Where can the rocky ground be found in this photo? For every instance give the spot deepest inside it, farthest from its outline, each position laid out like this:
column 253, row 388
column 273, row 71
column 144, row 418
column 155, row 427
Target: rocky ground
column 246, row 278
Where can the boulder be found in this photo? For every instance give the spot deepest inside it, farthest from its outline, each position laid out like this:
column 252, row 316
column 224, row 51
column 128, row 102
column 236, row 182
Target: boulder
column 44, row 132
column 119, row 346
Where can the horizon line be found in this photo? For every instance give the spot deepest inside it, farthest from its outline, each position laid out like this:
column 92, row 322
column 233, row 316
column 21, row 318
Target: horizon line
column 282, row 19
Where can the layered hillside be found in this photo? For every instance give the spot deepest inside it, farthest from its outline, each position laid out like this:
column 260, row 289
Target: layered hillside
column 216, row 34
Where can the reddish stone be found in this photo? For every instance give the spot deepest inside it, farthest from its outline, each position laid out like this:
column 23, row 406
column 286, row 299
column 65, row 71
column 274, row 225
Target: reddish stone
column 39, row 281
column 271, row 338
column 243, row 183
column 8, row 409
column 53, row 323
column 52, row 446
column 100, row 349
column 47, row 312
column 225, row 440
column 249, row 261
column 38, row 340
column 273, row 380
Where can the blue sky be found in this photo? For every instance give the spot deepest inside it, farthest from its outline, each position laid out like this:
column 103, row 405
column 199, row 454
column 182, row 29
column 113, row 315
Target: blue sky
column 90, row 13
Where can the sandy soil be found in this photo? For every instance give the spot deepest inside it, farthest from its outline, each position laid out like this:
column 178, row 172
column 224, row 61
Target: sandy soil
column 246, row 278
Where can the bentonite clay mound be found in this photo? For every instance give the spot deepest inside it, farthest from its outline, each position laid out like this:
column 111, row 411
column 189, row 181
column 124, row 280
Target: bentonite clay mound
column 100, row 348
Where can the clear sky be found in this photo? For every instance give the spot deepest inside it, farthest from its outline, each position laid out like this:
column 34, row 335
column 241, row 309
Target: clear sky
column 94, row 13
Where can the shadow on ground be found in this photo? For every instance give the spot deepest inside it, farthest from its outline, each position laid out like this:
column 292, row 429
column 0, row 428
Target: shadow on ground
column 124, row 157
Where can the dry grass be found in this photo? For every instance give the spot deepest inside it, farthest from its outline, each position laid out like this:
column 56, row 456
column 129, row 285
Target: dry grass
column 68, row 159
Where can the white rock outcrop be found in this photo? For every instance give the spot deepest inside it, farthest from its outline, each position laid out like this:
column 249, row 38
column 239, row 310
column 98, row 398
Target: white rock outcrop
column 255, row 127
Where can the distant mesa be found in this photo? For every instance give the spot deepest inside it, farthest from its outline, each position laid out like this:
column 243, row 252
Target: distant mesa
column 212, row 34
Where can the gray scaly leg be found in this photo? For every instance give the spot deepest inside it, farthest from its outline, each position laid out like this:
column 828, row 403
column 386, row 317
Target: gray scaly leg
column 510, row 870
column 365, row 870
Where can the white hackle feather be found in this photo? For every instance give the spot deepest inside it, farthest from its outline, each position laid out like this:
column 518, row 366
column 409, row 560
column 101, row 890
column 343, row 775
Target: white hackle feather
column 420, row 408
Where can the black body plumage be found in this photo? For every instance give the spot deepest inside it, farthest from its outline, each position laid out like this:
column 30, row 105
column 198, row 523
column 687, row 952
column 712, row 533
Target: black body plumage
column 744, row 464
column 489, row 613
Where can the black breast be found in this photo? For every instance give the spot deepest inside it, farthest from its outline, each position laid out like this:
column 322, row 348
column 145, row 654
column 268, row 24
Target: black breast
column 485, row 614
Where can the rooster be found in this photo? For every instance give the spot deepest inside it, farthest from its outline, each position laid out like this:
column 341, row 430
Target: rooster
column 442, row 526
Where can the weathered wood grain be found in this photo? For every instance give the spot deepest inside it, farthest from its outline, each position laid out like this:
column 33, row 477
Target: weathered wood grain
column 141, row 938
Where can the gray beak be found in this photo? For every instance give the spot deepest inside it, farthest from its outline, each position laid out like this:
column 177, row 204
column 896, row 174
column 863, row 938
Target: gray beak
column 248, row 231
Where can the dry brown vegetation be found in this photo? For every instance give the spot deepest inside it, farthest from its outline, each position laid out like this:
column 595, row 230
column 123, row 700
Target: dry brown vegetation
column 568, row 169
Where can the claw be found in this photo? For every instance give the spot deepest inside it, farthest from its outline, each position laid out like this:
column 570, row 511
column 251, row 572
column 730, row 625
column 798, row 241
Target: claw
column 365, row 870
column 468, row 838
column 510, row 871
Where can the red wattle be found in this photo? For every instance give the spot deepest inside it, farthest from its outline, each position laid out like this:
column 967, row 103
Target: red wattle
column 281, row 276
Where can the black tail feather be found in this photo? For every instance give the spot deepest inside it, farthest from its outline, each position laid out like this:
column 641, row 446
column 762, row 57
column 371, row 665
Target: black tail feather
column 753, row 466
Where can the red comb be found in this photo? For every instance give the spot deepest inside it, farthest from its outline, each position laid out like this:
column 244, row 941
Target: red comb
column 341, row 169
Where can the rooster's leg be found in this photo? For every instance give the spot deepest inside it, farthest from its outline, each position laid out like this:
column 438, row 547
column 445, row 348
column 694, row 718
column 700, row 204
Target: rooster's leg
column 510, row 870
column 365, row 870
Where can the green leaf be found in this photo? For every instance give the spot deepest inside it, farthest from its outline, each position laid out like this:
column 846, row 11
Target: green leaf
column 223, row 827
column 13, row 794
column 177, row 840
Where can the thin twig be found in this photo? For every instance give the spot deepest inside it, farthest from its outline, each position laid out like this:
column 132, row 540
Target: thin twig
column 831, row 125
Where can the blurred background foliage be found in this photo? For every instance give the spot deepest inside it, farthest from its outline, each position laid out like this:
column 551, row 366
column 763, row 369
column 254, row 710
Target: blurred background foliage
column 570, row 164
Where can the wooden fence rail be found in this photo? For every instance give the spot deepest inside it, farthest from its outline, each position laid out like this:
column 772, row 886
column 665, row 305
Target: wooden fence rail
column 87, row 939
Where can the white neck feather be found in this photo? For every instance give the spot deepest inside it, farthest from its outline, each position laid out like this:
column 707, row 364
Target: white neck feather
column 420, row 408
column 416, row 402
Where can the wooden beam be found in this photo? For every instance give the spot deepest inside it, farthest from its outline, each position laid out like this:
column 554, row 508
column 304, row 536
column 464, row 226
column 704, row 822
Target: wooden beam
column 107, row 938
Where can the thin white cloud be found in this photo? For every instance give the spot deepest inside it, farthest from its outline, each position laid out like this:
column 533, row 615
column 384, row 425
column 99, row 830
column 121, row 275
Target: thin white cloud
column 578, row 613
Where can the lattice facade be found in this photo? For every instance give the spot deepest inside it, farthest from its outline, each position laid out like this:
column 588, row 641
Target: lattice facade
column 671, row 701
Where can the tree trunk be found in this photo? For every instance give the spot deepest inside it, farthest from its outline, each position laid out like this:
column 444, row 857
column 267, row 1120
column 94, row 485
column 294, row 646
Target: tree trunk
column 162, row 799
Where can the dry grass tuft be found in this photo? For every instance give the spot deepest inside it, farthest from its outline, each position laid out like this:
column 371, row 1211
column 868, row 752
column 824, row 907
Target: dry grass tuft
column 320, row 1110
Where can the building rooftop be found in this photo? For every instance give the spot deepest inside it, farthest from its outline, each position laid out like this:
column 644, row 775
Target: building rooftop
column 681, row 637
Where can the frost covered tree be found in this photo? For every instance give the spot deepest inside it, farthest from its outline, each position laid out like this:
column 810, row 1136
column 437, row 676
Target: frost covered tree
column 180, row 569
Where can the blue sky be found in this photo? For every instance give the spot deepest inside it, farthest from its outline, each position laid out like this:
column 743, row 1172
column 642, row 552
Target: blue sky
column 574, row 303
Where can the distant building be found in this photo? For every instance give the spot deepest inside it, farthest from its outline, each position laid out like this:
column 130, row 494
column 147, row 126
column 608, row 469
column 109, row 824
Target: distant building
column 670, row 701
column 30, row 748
============
Goal: Lay out the material from the line containing "Where can the bentonite" to the line containing "column 212, row 34", both included, as a Markdown table with two columns, No. and Text. Number each line in order and leave out any blank lines.

Task output:
| No. | Text |
|---|---|
| 1 | Where can the bentonite clay mound be found in this photo? For every instance give the spot deepest inside it, farthest from its outline, each position laid out like this: |
| 2 | column 111, row 411 |
| 3 | column 189, row 181 |
| 4 | column 124, row 280 |
| 5 | Target: bentonite clay mound |
| 6 | column 100, row 348 |
| 7 | Where can the clear sky be found in this photo? For every instance give the spot deepest inside it, farthest from its outline, each position laid out like this: |
| 8 | column 34, row 335 |
| 9 | column 241, row 309 |
| 10 | Target: clear sky |
| 11 | column 94, row 13 |
| 12 | Where can the shadow on ground be found in this photo? For every instance give the spot deepest inside it, farthest from its outline, each position laid out like this: |
| 13 | column 292, row 429 |
| 14 | column 0, row 428 |
| 15 | Target: shadow on ground |
| 16 | column 124, row 157 |
| 17 | Where can the dry grass be found in this photo? For every instance give the spot deepest inside it, farthest from its outline, each position laid out like this: |
| 18 | column 56, row 456 |
| 19 | column 129, row 285 |
| 20 | Target: dry grass |
| 21 | column 68, row 159 |
| 22 | Where can the white rock outcrop be found in this photo? For every instance give the spot deepest inside it, farthest from its outline, each position laid out like this: |
| 23 | column 249, row 38 |
| 24 | column 239, row 310 |
| 25 | column 98, row 398 |
| 26 | Target: white rock outcrop |
| 27 | column 255, row 127 |
| 28 | Where can the distant mesa be found in this photo? For every instance give the spot deepest inside it, farthest from its outline, each position laid out like this: |
| 29 | column 243, row 252 |
| 30 | Target: distant mesa |
| 31 | column 212, row 34 |